Nei giorni scorsi Laura Boldrini, Presidente della Camera, è stata oggetto di un’ondata di insulti, veicolati dalla Rete.

Ha ricevuto migliaia di mail con minacce di morte, di stupro, di tortura.

Oltre alle parole, gli autori dei messaggi hanno inserito delle immagini. Ad esempio, il suo viso sorridente su un corpo di donna sgozzata.

Le minacce, quasi tutte a sfondo sessuale, all’inizio erano solo una decina, poi si sono moltiplicate, e intensificate in seguito alla sua visita alla Comunità Ebraica, il 12 aprile, durante la quale aveva richiamato la necessità di applicare la Legge Mancino, a proposito dell‘incitamento all‘odio razziale tramite web (cfr. Concita de Gregorio: “L’intervista” in “ La Repubblica” del 3.5.2013).

Negli stessi giorni, il Ministro dell’Integrazione, Cécilie Kienge, veniva bersagliata di insulti e frasi razziste, sia direttamente, che indirettamente, grazie all’anonimato garantito dalla Rete.

L’affermazione più leggera: “L’Italia non è meticcia. Kienge rimpatriata subito”.

Negli stessi giorni, una tra le altre, Alessandra Jacullo moriva, soffocata dal suo stesso sangue, uccisa dalle coltellate infertele alla giugulare, nei pressi di Acilia, vicino Roma.

L’immagine della donna sgozzata, divenuta realtà. Una donna libera, anche nel vivere la sua sessualità, ridotta a un fantoccio inanimato.

Cosa lega le tre vicende?

Commentando la denuncia della Boldrini, Adriano Sofri riflette su quale sia la questione essenziale: “Il repertorio di insulti, minacce, fantasie di violenza… è una notizia importante sulla nostra salute mentale e sulla nostra maturità civile… è un criterio attraverso cui valutare a che punto è “la crisi” non meno importante dei dati economici o finanziari di cui febbrilmente si segue l’andamento”… “La violenza delle reazioni è in proporzione alla frustrazione che segnala: è un automatismo, come conferma la storia simultanea di Laura Boldrini e di Cècilie Kienge, donna, nera e fiera” (Adriano Sofri: “La denuncia e lo scandalo“ in “La Repubblica” del 4.5.2013).

Laura Boldrini ha denunciato pubblicamente le minacce ricevute, e ha lanciato un appello al mondo politico e alla società civile, indicando due tematiche su cui riflettere.

La prima: occorre riconoscere che esiste una questione grave, diffusa, collettiva, una emergenza in Italia del fenomeno della violenza contro le donne.

(Voci di una raccolta per l'etichettatura)
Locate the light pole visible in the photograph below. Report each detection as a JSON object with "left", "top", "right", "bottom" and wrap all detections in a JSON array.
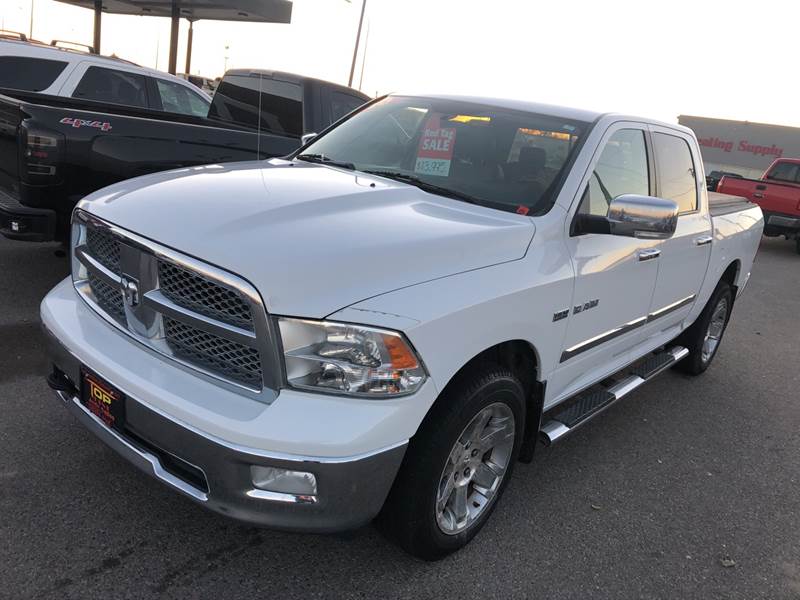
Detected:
[{"left": 347, "top": 0, "right": 367, "bottom": 87}]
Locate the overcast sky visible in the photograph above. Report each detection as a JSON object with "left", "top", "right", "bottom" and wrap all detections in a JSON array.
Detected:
[{"left": 0, "top": 0, "right": 800, "bottom": 126}]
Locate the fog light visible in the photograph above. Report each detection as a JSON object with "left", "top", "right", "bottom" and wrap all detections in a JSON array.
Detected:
[{"left": 250, "top": 465, "right": 317, "bottom": 496}]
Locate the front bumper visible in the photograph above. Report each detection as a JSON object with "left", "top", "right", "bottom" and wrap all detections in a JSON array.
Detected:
[
  {"left": 45, "top": 328, "right": 407, "bottom": 533},
  {"left": 0, "top": 190, "right": 57, "bottom": 242}
]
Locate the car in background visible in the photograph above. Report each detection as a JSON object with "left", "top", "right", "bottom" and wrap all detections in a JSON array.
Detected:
[
  {"left": 706, "top": 171, "right": 742, "bottom": 192},
  {"left": 0, "top": 57, "right": 369, "bottom": 242},
  {"left": 0, "top": 39, "right": 211, "bottom": 117},
  {"left": 717, "top": 158, "right": 800, "bottom": 254}
]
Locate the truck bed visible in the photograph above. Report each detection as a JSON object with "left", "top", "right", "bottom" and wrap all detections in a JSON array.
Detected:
[{"left": 708, "top": 192, "right": 753, "bottom": 217}]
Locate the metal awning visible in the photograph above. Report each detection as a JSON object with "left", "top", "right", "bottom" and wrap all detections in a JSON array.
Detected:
[{"left": 58, "top": 0, "right": 292, "bottom": 73}]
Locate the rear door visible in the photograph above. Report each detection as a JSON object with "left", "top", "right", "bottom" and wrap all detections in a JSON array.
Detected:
[
  {"left": 647, "top": 126, "right": 713, "bottom": 335},
  {"left": 550, "top": 122, "right": 659, "bottom": 399},
  {"left": 64, "top": 61, "right": 151, "bottom": 109}
]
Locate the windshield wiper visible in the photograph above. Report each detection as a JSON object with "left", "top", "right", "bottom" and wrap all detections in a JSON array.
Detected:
[
  {"left": 295, "top": 154, "right": 356, "bottom": 171},
  {"left": 364, "top": 171, "right": 486, "bottom": 204}
]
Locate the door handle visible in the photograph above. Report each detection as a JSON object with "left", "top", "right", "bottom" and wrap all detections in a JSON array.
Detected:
[
  {"left": 639, "top": 248, "right": 661, "bottom": 262},
  {"left": 694, "top": 235, "right": 714, "bottom": 246}
]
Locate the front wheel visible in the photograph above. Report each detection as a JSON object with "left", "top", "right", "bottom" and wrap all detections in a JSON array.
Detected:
[
  {"left": 378, "top": 367, "right": 525, "bottom": 560},
  {"left": 677, "top": 281, "right": 733, "bottom": 375}
]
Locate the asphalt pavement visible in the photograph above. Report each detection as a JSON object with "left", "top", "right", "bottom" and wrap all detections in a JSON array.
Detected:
[{"left": 0, "top": 238, "right": 800, "bottom": 600}]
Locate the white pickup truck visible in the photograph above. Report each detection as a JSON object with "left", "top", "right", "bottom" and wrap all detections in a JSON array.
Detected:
[{"left": 41, "top": 95, "right": 763, "bottom": 559}]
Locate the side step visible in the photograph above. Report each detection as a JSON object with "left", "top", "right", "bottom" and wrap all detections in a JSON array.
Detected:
[{"left": 540, "top": 346, "right": 689, "bottom": 446}]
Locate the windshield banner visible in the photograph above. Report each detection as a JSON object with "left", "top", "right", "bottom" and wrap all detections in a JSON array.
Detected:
[{"left": 414, "top": 115, "right": 456, "bottom": 177}]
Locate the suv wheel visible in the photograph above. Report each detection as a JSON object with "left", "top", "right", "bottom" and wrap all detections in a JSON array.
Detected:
[
  {"left": 677, "top": 281, "right": 733, "bottom": 375},
  {"left": 378, "top": 367, "right": 525, "bottom": 560}
]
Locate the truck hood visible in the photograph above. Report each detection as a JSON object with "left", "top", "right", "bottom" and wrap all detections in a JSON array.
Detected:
[{"left": 80, "top": 159, "right": 534, "bottom": 318}]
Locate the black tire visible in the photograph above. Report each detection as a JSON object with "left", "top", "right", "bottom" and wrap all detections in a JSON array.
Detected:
[
  {"left": 377, "top": 366, "right": 525, "bottom": 560},
  {"left": 676, "top": 281, "right": 733, "bottom": 375}
]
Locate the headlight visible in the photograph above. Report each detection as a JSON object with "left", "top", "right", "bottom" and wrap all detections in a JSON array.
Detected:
[{"left": 278, "top": 318, "right": 425, "bottom": 398}]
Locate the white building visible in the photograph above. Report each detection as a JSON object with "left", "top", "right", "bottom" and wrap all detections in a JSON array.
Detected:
[{"left": 678, "top": 115, "right": 800, "bottom": 178}]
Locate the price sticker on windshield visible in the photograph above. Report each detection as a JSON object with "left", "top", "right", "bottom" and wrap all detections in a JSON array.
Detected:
[{"left": 414, "top": 115, "right": 456, "bottom": 177}]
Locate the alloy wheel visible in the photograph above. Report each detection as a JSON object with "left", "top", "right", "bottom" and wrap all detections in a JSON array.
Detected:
[
  {"left": 436, "top": 402, "right": 515, "bottom": 535},
  {"left": 700, "top": 298, "right": 728, "bottom": 363}
]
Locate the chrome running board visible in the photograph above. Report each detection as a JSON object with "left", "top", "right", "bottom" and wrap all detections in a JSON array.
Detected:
[{"left": 539, "top": 346, "right": 689, "bottom": 446}]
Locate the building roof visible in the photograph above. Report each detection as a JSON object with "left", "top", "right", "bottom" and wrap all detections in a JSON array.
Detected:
[{"left": 58, "top": 0, "right": 292, "bottom": 23}]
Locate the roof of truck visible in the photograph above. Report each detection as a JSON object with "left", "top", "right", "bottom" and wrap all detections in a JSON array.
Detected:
[
  {"left": 223, "top": 69, "right": 369, "bottom": 100},
  {"left": 391, "top": 92, "right": 694, "bottom": 135}
]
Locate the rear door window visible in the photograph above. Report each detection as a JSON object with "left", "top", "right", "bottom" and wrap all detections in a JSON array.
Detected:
[
  {"left": 653, "top": 133, "right": 697, "bottom": 213},
  {"left": 72, "top": 67, "right": 147, "bottom": 108},
  {"left": 209, "top": 75, "right": 303, "bottom": 137},
  {"left": 0, "top": 56, "right": 67, "bottom": 92},
  {"left": 156, "top": 79, "right": 209, "bottom": 117}
]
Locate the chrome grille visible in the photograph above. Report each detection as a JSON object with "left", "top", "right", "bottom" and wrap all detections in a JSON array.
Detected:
[
  {"left": 158, "top": 259, "right": 253, "bottom": 331},
  {"left": 164, "top": 317, "right": 262, "bottom": 387},
  {"left": 86, "top": 229, "right": 120, "bottom": 274},
  {"left": 89, "top": 275, "right": 125, "bottom": 323},
  {"left": 73, "top": 209, "right": 280, "bottom": 402}
]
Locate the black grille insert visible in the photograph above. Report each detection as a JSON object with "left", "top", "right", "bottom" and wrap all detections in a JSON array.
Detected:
[
  {"left": 86, "top": 227, "right": 121, "bottom": 275},
  {"left": 158, "top": 260, "right": 253, "bottom": 331},
  {"left": 89, "top": 275, "right": 126, "bottom": 323},
  {"left": 164, "top": 316, "right": 262, "bottom": 389}
]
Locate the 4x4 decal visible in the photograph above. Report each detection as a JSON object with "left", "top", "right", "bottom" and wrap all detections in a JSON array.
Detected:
[{"left": 59, "top": 117, "right": 111, "bottom": 131}]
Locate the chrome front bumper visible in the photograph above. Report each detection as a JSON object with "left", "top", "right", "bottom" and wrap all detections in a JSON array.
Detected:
[{"left": 45, "top": 328, "right": 407, "bottom": 533}]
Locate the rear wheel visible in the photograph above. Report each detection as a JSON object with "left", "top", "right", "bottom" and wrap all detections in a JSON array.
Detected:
[
  {"left": 677, "top": 281, "right": 733, "bottom": 375},
  {"left": 378, "top": 367, "right": 525, "bottom": 560}
]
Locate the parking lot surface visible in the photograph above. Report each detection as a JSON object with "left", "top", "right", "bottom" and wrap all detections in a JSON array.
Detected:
[{"left": 0, "top": 238, "right": 800, "bottom": 599}]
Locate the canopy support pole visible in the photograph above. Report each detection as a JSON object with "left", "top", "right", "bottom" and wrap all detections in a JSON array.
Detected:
[
  {"left": 169, "top": 0, "right": 181, "bottom": 75},
  {"left": 183, "top": 19, "right": 194, "bottom": 75},
  {"left": 93, "top": 0, "right": 103, "bottom": 54},
  {"left": 347, "top": 0, "right": 367, "bottom": 87}
]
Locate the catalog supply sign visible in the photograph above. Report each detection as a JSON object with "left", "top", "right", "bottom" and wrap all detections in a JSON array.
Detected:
[{"left": 414, "top": 115, "right": 456, "bottom": 177}]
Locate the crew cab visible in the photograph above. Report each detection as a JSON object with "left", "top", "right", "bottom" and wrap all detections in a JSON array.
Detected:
[
  {"left": 0, "top": 42, "right": 368, "bottom": 241},
  {"left": 41, "top": 95, "right": 763, "bottom": 559},
  {"left": 717, "top": 158, "right": 800, "bottom": 254}
]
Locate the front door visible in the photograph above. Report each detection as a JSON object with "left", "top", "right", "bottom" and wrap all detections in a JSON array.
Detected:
[{"left": 548, "top": 122, "right": 659, "bottom": 404}]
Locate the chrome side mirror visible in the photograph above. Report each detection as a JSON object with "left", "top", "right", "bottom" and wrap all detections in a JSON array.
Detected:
[
  {"left": 300, "top": 133, "right": 319, "bottom": 146},
  {"left": 576, "top": 194, "right": 678, "bottom": 240}
]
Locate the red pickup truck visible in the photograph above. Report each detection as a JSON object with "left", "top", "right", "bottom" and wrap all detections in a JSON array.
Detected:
[{"left": 717, "top": 158, "right": 800, "bottom": 254}]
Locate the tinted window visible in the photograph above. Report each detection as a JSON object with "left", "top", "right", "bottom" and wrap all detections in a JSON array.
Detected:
[
  {"left": 209, "top": 75, "right": 303, "bottom": 137},
  {"left": 579, "top": 129, "right": 650, "bottom": 217},
  {"left": 303, "top": 96, "right": 586, "bottom": 215},
  {"left": 156, "top": 79, "right": 209, "bottom": 117},
  {"left": 0, "top": 56, "right": 67, "bottom": 92},
  {"left": 767, "top": 163, "right": 800, "bottom": 183},
  {"left": 653, "top": 133, "right": 697, "bottom": 213},
  {"left": 72, "top": 67, "right": 147, "bottom": 108},
  {"left": 331, "top": 92, "right": 365, "bottom": 121}
]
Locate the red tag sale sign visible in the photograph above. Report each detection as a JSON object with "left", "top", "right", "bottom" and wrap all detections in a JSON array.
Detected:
[{"left": 414, "top": 115, "right": 456, "bottom": 177}]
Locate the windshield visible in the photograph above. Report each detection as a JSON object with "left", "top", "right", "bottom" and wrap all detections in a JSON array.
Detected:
[{"left": 298, "top": 96, "right": 588, "bottom": 215}]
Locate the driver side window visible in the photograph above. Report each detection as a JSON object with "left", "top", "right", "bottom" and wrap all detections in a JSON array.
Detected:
[{"left": 578, "top": 129, "right": 650, "bottom": 217}]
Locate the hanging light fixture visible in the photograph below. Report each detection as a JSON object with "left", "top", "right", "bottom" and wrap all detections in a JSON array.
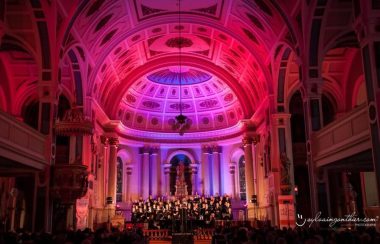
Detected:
[{"left": 173, "top": 0, "right": 190, "bottom": 136}]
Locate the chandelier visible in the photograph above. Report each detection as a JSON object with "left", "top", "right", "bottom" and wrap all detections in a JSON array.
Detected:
[{"left": 173, "top": 0, "right": 191, "bottom": 136}]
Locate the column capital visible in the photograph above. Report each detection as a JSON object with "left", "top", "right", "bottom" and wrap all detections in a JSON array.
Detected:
[
  {"left": 242, "top": 133, "right": 260, "bottom": 147},
  {"left": 0, "top": 20, "right": 5, "bottom": 45},
  {"left": 211, "top": 145, "right": 222, "bottom": 153},
  {"left": 229, "top": 165, "right": 235, "bottom": 175},
  {"left": 150, "top": 146, "right": 160, "bottom": 155},
  {"left": 353, "top": 12, "right": 380, "bottom": 47},
  {"left": 303, "top": 78, "right": 324, "bottom": 101},
  {"left": 100, "top": 135, "right": 108, "bottom": 146},
  {"left": 108, "top": 137, "right": 119, "bottom": 147},
  {"left": 202, "top": 144, "right": 211, "bottom": 154},
  {"left": 271, "top": 113, "right": 291, "bottom": 126},
  {"left": 164, "top": 164, "right": 172, "bottom": 174},
  {"left": 139, "top": 145, "right": 150, "bottom": 154}
]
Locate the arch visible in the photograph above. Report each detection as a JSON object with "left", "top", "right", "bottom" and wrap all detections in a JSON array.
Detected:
[
  {"left": 0, "top": 33, "right": 37, "bottom": 60},
  {"left": 12, "top": 80, "right": 39, "bottom": 114},
  {"left": 67, "top": 49, "right": 84, "bottom": 106},
  {"left": 105, "top": 56, "right": 255, "bottom": 118},
  {"left": 230, "top": 147, "right": 244, "bottom": 164},
  {"left": 166, "top": 149, "right": 199, "bottom": 164},
  {"left": 0, "top": 87, "right": 8, "bottom": 112},
  {"left": 117, "top": 148, "right": 133, "bottom": 165},
  {"left": 320, "top": 29, "right": 359, "bottom": 62},
  {"left": 0, "top": 58, "right": 13, "bottom": 112},
  {"left": 277, "top": 47, "right": 292, "bottom": 107},
  {"left": 88, "top": 16, "right": 273, "bottom": 94},
  {"left": 285, "top": 81, "right": 303, "bottom": 113},
  {"left": 116, "top": 156, "right": 124, "bottom": 202},
  {"left": 237, "top": 155, "right": 247, "bottom": 201},
  {"left": 351, "top": 74, "right": 367, "bottom": 108},
  {"left": 21, "top": 98, "right": 39, "bottom": 130}
]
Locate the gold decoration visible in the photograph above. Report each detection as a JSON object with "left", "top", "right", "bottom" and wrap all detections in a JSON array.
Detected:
[{"left": 55, "top": 106, "right": 94, "bottom": 136}]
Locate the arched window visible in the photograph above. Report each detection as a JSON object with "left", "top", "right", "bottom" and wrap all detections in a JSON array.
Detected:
[
  {"left": 170, "top": 154, "right": 192, "bottom": 195},
  {"left": 116, "top": 157, "right": 123, "bottom": 202},
  {"left": 22, "top": 100, "right": 39, "bottom": 130},
  {"left": 239, "top": 156, "right": 247, "bottom": 200},
  {"left": 55, "top": 95, "right": 70, "bottom": 164},
  {"left": 322, "top": 94, "right": 335, "bottom": 126}
]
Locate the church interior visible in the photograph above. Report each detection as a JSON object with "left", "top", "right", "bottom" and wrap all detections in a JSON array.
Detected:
[{"left": 0, "top": 0, "right": 380, "bottom": 243}]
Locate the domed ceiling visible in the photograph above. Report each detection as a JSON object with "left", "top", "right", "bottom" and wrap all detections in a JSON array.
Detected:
[
  {"left": 57, "top": 0, "right": 297, "bottom": 135},
  {"left": 119, "top": 66, "right": 243, "bottom": 132}
]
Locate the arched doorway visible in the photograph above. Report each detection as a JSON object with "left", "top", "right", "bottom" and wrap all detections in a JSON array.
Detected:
[
  {"left": 170, "top": 153, "right": 193, "bottom": 195},
  {"left": 239, "top": 155, "right": 247, "bottom": 201},
  {"left": 289, "top": 91, "right": 311, "bottom": 216}
]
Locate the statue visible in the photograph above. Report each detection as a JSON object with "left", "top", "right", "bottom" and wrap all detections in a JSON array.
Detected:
[
  {"left": 175, "top": 161, "right": 188, "bottom": 197},
  {"left": 280, "top": 152, "right": 291, "bottom": 195}
]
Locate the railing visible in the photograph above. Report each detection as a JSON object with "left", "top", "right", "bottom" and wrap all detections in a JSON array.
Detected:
[
  {"left": 312, "top": 104, "right": 371, "bottom": 167},
  {"left": 0, "top": 110, "right": 48, "bottom": 169},
  {"left": 194, "top": 229, "right": 214, "bottom": 240},
  {"left": 143, "top": 229, "right": 171, "bottom": 240}
]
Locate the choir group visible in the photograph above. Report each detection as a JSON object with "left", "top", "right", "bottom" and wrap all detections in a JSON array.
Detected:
[{"left": 132, "top": 194, "right": 232, "bottom": 227}]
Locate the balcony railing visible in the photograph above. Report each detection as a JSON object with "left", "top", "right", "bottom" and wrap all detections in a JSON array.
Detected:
[
  {"left": 0, "top": 110, "right": 49, "bottom": 169},
  {"left": 312, "top": 104, "right": 371, "bottom": 167}
]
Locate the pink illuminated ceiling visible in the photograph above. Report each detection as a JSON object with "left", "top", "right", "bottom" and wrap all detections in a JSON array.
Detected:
[
  {"left": 58, "top": 0, "right": 292, "bottom": 132},
  {"left": 119, "top": 66, "right": 243, "bottom": 132}
]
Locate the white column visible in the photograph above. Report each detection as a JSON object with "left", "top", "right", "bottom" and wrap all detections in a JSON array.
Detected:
[
  {"left": 201, "top": 145, "right": 211, "bottom": 195},
  {"left": 164, "top": 164, "right": 171, "bottom": 196},
  {"left": 97, "top": 136, "right": 108, "bottom": 207},
  {"left": 150, "top": 147, "right": 160, "bottom": 196},
  {"left": 230, "top": 164, "right": 236, "bottom": 199},
  {"left": 125, "top": 167, "right": 132, "bottom": 203},
  {"left": 107, "top": 137, "right": 119, "bottom": 212},
  {"left": 243, "top": 136, "right": 254, "bottom": 208},
  {"left": 140, "top": 147, "right": 150, "bottom": 199},
  {"left": 212, "top": 145, "right": 222, "bottom": 195},
  {"left": 190, "top": 164, "right": 198, "bottom": 195}
]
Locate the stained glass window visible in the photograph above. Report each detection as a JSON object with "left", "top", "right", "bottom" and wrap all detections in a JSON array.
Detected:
[
  {"left": 116, "top": 157, "right": 123, "bottom": 202},
  {"left": 239, "top": 156, "right": 247, "bottom": 200}
]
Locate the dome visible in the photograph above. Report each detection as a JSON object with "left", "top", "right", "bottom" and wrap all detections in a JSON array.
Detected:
[{"left": 119, "top": 66, "right": 243, "bottom": 133}]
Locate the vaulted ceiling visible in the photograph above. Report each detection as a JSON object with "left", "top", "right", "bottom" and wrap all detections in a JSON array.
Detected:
[{"left": 60, "top": 0, "right": 294, "bottom": 131}]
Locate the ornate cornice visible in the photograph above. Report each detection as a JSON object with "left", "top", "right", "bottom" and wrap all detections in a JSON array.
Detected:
[{"left": 55, "top": 107, "right": 94, "bottom": 136}]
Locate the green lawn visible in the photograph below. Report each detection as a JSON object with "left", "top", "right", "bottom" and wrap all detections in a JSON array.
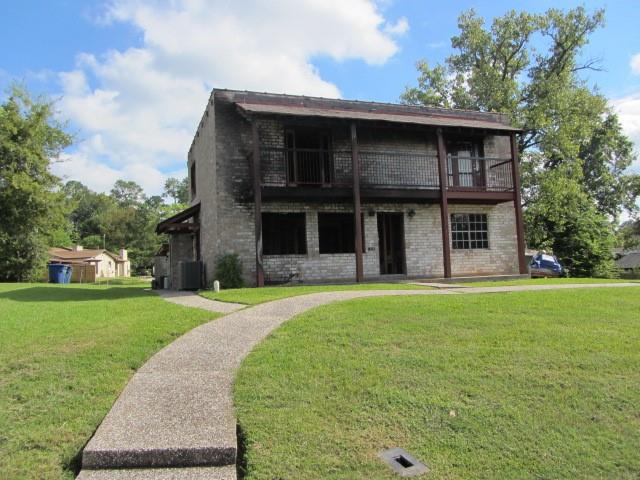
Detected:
[
  {"left": 0, "top": 284, "right": 215, "bottom": 479},
  {"left": 235, "top": 288, "right": 640, "bottom": 480},
  {"left": 200, "top": 283, "right": 429, "bottom": 305}
]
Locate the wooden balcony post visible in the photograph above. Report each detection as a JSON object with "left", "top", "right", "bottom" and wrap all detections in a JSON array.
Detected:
[
  {"left": 351, "top": 122, "right": 364, "bottom": 282},
  {"left": 511, "top": 133, "right": 528, "bottom": 275},
  {"left": 437, "top": 128, "right": 451, "bottom": 278},
  {"left": 251, "top": 118, "right": 264, "bottom": 287}
]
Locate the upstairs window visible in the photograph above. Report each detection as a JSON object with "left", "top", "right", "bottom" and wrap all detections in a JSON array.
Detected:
[
  {"left": 189, "top": 162, "right": 196, "bottom": 198},
  {"left": 285, "top": 128, "right": 333, "bottom": 185},
  {"left": 451, "top": 213, "right": 489, "bottom": 250},
  {"left": 262, "top": 213, "right": 307, "bottom": 255},
  {"left": 318, "top": 213, "right": 364, "bottom": 253},
  {"left": 447, "top": 140, "right": 485, "bottom": 188}
]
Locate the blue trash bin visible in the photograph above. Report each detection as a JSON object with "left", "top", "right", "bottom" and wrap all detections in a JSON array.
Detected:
[
  {"left": 62, "top": 265, "right": 73, "bottom": 283},
  {"left": 49, "top": 263, "right": 67, "bottom": 283}
]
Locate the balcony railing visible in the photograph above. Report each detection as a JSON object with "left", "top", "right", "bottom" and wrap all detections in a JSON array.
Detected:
[{"left": 260, "top": 148, "right": 513, "bottom": 192}]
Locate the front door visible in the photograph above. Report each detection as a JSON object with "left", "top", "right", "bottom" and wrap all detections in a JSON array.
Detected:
[{"left": 378, "top": 213, "right": 406, "bottom": 275}]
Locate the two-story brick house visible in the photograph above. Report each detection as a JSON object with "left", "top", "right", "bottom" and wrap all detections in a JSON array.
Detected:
[{"left": 158, "top": 89, "right": 527, "bottom": 286}]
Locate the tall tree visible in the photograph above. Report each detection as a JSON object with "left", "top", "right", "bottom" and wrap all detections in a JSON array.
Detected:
[
  {"left": 111, "top": 180, "right": 146, "bottom": 207},
  {"left": 0, "top": 86, "right": 72, "bottom": 281},
  {"left": 402, "top": 7, "right": 640, "bottom": 274},
  {"left": 162, "top": 177, "right": 189, "bottom": 204}
]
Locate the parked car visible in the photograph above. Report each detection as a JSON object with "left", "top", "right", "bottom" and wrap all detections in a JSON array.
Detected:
[{"left": 529, "top": 252, "right": 565, "bottom": 277}]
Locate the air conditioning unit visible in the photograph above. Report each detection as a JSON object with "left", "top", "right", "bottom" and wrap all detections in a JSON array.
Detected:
[{"left": 178, "top": 262, "right": 202, "bottom": 290}]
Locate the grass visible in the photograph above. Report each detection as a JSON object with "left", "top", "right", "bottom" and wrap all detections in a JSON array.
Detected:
[
  {"left": 0, "top": 283, "right": 215, "bottom": 479},
  {"left": 200, "top": 283, "right": 429, "bottom": 305},
  {"left": 200, "top": 278, "right": 629, "bottom": 305},
  {"left": 234, "top": 288, "right": 640, "bottom": 480},
  {"left": 459, "top": 277, "right": 638, "bottom": 287}
]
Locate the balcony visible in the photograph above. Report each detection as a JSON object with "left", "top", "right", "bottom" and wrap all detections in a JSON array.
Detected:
[{"left": 260, "top": 144, "right": 513, "bottom": 201}]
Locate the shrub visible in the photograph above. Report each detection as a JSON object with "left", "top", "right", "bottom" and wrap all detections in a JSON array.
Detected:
[{"left": 215, "top": 253, "right": 244, "bottom": 288}]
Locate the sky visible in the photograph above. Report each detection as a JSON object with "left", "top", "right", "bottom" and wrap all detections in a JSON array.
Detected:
[{"left": 0, "top": 0, "right": 640, "bottom": 195}]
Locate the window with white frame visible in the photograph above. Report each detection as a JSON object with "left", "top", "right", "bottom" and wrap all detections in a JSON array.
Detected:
[{"left": 451, "top": 213, "right": 489, "bottom": 250}]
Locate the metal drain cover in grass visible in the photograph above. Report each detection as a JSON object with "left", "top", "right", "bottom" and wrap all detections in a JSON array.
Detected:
[{"left": 380, "top": 448, "right": 429, "bottom": 477}]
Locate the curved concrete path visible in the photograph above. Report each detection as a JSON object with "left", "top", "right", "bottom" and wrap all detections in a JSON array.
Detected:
[{"left": 78, "top": 283, "right": 640, "bottom": 480}]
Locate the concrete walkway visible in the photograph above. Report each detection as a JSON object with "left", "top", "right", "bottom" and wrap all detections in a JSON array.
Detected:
[
  {"left": 78, "top": 283, "right": 640, "bottom": 480},
  {"left": 154, "top": 290, "right": 246, "bottom": 313}
]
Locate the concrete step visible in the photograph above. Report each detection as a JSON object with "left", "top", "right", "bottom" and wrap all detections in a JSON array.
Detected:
[
  {"left": 77, "top": 466, "right": 237, "bottom": 480},
  {"left": 82, "top": 372, "right": 237, "bottom": 468}
]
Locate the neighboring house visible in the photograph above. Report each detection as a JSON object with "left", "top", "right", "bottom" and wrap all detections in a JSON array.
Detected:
[
  {"left": 157, "top": 89, "right": 527, "bottom": 288},
  {"left": 49, "top": 245, "right": 131, "bottom": 278}
]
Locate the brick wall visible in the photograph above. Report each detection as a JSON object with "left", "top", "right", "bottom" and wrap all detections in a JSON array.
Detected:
[{"left": 195, "top": 92, "right": 517, "bottom": 284}]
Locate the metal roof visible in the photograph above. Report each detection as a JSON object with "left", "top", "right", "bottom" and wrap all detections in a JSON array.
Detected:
[{"left": 237, "top": 102, "right": 521, "bottom": 132}]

Obiettivi =
a. Nel brano sulle minacce a Laura Boldrini, in che giorno lei ha visitato la Comunità Ebraica?
b. Prosegui il brano sulle minacce a Laura Boldrini a partire dal punto in cui si interrompe.

Elenco risposte =
a. Il 12 aprile.

b.
Esiste una cultura sotterranea, in qualche parte condivisa, che usa il linguaggio delle umiliazioni e della sopraffazione, e su questo fenomeno occorre dare una risposta a livello istituzionale.

La seconda, più spinosa da affrontare, riguarda la diffusione dei reati commessi tramite web, e la necessità di controlli e di garanzie per l’incolumità personale.

Occorre una riflessione sul pericolo di una maggiore tolleranza sulle minacce espresse in rete, come se fossero meno gravi di una scritta su un muro o una minaccia diretta.

Su questa tematica è intervenuto Stefano Rodotà, ex Garante della privacy, secondo cui un reato commesso “online” ha la stessa valenza di un reato “concreto”.

Esiste già un apparato normativo che punisce i reati “virtuali” alla stessa stregua di quelli “materiali”, con uno strumentario giuridico piuttosto articolato.

Il problema è legato alle caratteristiche della rete che, per la sua rapidità, l’ampia divulgazione, la facilità di accesso, richiede un sistema di garanzie adeguato.

Quando la magistratura ritiene di dovere rimuovere un contenuto diffamante, deve potere contare su una struttura tecnica in grado di farlo in tempo reale, risalendo con certezza all’autore.

Ad esempio, il nucleo di agenti di polizia postale assegnato alla Camera si limita a due unità, non adeguate all’ampiezza degli interventi richiesti.

“Resta la necessità della battaglia culturale: in Italia esiste, ed è molto forte, una cultura razzista, omofoba, sessista”… (Stefano Rodotà, in “ La Repubblica” del 5.5.2013.).

Abbiano qui riportato due voci autorevoli, di donne che ricoprono cariche pubbliche, che invitano a reagire, a non voltarsi dall’altra parte.

Cécilie Kienge dichiara “umanamente sono ferita dagli insulti, ma non mi fermo”.

Laura Boldrini, a sua volta: “Certo, sì, ho paura…. ma non ho paura, adesso, di aprire un fronte di battaglia, se necessario”.

Occorre dare voce anche a tutte le altre, adesso.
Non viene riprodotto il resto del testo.